読解文:
===============
アスリートが向き合うセカンドキャリアの現在地──引退後の転身支援に特化する人材会社が、本気でかなえたい未来とは

SNSでの感想
今回取材したアーシャルデザインのみなさん 撮影/近藤陽介
目次
  • 全米上位500社の経営幹部約80%が元アスリート
  • ITエンジニアとアスリートの、意外な共通点とは
  • アスリートがセカンドキャリアで感じる無力感と悔しさ
  • 「わからない、何もできない自分」をまず受け入れてみる

 アスリートにとって、競技引退後のセカンドキャリアは大きな不安要素であり、今や社会問題にまでなりつつあるといいます。そんな中、“ITエンジニア×アスリート”のキャリア支援という、一見異色に見えるサービスを展開しているのが株式会社アーシャルデザインです。

 どのようなきっかけから、アスリートとITエンジニアの融合は生まれたのか。アスリートはなぜ、セカンドキャリアで苦戦を強いられるのか。目の不調で断念したものの、学生時代にプロテニスプレイヤーを目指していた、同社の代表取締役・小園翔太さんに話を伺いました。

 また後半では、実際に現場でITエンジニアとして活躍する元アスリートの吉田開さんにもインタビュー。セカンドキャリアを築くうえでの苦労や、アスリートで培った経験やスキルなど、次のステージでのキャリアの実態についてお聞きしています。

◇   ◇   ◇
アスリートのセカンドキャリアにおける実態を話してくれた、代表の小園翔太さん 撮影/近藤陽介

全米上位500社の経営幹部約80%が元アスリート

── アスリート・体育会系に特化した人材紹介や就職支援サービスを行っているアーシャルデザインは、創設2014年。そこには、どのようなきっかけがあったのでしょうか?
===============
ポインティングデータセットの項目:
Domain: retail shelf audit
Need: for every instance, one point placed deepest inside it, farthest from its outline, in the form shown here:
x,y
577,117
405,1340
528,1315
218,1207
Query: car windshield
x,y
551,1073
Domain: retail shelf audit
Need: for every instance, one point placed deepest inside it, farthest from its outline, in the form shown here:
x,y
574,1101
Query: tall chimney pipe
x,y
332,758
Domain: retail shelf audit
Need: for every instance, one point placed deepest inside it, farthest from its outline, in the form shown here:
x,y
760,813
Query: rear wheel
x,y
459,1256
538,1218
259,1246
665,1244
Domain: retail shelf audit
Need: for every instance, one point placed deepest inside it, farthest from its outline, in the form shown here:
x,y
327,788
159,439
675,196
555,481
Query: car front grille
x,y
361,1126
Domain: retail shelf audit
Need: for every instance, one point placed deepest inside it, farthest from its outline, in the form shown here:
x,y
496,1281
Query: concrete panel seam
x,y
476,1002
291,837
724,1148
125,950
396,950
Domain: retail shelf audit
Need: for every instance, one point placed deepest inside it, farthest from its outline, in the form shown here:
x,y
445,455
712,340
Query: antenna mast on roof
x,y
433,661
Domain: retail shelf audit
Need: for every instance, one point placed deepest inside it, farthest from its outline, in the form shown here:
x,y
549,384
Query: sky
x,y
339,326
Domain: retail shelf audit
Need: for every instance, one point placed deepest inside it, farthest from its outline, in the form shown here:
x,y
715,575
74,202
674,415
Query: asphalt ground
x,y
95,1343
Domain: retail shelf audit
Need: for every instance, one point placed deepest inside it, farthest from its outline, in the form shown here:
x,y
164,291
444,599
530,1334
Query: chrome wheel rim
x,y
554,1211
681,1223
===============
課題:
1 – 「Query」という文字列を含む行をすべて見つけ、その行を書き写してください。大文字と小文字は区別します。
2 – 上にあるアスリートのセカンドキャリアに関する記事を、最後の文の後から書き継いでください。

解答:
1 –
Query: car windshield
Query: tall chimney pipe
Query: rear wheel
Query: car front grille
Query: concrete panel seam
Query: antenna mast on roof
Query: sky
Query: asphalt ground
Query: chrome wheel rim

2 –
一番のきっかけになったのは、憧れていたテニスプレーヤーから“引退後のセカンドキャリアが不安”という話を聞いたときですね。非常にショッキングでした。

 私は高校3年生のときに飛蚊症(ひぶんしょう)※という目の症状に見舞われたのを理由に、プロテニスプレーヤーの道を諦め、大学時代にはテニスのインストラクターをやっていました。そこで、そのプロテニスプレーヤーの練習をお手伝いしていたんです。

※視界に黒い点やゴミのようなものが現れる症状。

 憧れの選手がそんな不安を抱えているとは夢にも思わなかったので、そこから詳しく調べてみました。すると、他のスポーツ競技でも、選手が同じ問題を抱えていることを知り、そこからアスリートのセカンドキャリア支援に興味を抱くようになりました

──セカンドキャリアをスタートする際に、アスリートはなぜ苦戦を強いられるのでしょうか?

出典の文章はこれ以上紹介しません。